■ SET EXERCISE:
Please arrange the items, from their first line through the line containing "<point>464,94</point>", as a Markdown table with a Row column for the row number and a Line column for the line itself, leaving out any blank lines.

Dataset excerpts on object pointing
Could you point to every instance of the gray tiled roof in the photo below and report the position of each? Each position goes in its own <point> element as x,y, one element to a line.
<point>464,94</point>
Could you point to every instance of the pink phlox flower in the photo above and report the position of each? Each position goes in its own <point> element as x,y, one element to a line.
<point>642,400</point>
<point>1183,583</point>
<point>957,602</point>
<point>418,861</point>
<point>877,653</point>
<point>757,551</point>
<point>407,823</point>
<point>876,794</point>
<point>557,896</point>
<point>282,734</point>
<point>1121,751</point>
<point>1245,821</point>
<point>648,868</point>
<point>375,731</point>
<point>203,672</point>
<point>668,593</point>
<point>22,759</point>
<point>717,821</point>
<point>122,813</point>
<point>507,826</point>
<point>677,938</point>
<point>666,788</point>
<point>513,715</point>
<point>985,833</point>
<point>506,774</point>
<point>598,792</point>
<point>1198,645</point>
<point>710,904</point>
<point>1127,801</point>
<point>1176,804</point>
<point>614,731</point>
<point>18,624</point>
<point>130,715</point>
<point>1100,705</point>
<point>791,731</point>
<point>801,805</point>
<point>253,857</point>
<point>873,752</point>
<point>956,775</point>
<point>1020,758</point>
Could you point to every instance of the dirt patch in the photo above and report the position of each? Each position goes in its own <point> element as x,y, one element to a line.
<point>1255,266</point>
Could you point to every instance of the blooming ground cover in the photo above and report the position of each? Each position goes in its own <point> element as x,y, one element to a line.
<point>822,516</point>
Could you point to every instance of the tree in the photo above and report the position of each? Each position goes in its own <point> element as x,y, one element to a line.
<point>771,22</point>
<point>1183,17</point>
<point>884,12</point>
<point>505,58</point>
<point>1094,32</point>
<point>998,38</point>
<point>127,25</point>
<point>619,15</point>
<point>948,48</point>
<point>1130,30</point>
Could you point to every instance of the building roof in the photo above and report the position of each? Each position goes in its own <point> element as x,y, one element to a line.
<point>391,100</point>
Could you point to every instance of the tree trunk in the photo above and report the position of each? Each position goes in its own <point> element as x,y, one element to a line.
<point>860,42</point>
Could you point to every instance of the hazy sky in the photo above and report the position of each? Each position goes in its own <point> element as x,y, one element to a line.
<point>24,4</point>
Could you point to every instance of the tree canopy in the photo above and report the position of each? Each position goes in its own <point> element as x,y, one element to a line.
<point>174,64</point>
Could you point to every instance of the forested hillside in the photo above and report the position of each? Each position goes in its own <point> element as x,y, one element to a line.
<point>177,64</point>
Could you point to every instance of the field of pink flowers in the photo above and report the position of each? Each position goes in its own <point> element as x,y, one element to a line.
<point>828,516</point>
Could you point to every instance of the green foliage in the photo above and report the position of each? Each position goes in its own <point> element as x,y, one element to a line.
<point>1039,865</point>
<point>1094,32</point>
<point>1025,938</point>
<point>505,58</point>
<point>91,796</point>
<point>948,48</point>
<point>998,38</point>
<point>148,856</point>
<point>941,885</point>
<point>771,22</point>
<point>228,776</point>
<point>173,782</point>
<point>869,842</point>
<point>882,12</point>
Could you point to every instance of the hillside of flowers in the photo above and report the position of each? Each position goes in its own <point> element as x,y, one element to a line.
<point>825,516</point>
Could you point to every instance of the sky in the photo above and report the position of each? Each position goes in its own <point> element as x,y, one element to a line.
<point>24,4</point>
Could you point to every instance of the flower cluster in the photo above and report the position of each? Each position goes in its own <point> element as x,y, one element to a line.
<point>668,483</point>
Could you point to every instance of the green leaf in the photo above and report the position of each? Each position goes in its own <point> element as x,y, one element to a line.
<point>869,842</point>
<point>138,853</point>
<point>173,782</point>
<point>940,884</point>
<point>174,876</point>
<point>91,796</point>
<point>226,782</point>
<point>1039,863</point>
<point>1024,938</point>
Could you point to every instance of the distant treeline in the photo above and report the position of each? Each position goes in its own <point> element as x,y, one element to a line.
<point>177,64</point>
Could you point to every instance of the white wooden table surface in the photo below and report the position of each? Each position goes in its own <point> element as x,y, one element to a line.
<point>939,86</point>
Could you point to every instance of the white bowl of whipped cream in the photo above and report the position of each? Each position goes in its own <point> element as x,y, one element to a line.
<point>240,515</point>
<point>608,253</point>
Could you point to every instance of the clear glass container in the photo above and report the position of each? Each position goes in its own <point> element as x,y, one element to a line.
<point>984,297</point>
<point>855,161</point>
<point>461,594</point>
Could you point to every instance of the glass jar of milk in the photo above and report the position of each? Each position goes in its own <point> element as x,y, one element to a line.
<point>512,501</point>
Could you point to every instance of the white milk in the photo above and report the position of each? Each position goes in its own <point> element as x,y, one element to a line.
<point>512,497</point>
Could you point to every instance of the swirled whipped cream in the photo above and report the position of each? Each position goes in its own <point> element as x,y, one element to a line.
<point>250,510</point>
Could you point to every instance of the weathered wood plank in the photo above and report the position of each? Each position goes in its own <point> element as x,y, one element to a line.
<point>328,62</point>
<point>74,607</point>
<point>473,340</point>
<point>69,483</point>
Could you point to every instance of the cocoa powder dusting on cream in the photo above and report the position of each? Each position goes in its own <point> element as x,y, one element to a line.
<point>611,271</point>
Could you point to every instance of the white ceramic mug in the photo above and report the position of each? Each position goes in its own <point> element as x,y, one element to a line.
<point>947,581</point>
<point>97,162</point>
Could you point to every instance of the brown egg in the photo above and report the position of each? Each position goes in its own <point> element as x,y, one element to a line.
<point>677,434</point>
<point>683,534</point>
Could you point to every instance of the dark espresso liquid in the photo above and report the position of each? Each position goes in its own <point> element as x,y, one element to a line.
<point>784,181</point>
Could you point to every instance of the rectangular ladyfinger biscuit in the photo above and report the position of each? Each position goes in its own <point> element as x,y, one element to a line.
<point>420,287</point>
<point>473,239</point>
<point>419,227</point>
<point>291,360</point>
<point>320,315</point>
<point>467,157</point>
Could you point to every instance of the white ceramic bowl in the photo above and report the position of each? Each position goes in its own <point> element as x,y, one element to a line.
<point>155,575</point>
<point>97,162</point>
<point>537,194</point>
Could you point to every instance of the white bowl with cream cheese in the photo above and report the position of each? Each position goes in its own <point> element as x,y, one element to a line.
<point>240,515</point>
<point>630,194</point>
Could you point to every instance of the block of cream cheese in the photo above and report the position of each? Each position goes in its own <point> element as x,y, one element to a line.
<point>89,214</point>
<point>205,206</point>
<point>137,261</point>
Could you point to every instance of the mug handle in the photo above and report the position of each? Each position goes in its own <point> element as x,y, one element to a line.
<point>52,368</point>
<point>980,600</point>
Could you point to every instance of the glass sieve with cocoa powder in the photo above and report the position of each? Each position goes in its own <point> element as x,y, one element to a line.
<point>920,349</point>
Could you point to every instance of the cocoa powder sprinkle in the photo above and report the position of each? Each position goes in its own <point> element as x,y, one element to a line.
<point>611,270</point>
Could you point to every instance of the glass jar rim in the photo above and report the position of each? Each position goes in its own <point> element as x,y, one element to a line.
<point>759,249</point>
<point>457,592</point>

■ TASK OUTPUT:
| Row | Line |
|---|---|
| 1 | Could you point to every instance of the gray tiled roof in the photo below and report the position of each? Each position goes in its own <point> element as x,y, one element to a line. |
| 2 | <point>464,94</point> |